:: What the exercise asks ::
Reproduce all of the material below, requests included, and shift every coordinate in the answer outlines by adding 75 to it. Leave the numbers in the requests and in their sample layouts unchanged.

————————

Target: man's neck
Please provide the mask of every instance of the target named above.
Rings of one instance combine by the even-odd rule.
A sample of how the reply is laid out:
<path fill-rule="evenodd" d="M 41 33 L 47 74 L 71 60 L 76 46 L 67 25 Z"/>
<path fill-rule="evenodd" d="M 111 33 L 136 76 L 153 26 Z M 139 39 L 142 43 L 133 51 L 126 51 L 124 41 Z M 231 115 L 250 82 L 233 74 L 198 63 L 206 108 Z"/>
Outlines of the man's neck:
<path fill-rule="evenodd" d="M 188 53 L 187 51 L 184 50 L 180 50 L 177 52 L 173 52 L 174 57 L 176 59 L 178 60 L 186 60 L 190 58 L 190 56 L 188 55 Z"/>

————————

:: Exercise result ::
Target: man's neck
Please provide the mask of every instance of the target named above.
Rings of one instance combine by the even-odd rule.
A sample of how the reply is laid out:
<path fill-rule="evenodd" d="M 41 33 L 47 74 L 71 60 L 76 46 L 67 25 Z"/>
<path fill-rule="evenodd" d="M 111 33 L 136 76 L 153 26 Z M 139 39 L 142 43 L 133 51 L 126 51 L 124 41 Z M 231 115 L 250 82 L 233 74 L 198 63 L 206 108 Z"/>
Outlines of the man's neck:
<path fill-rule="evenodd" d="M 263 128 L 262 126 L 259 125 L 255 125 L 252 127 L 248 127 L 249 132 L 251 134 L 253 135 L 261 135 L 265 133 L 265 131 L 263 130 Z"/>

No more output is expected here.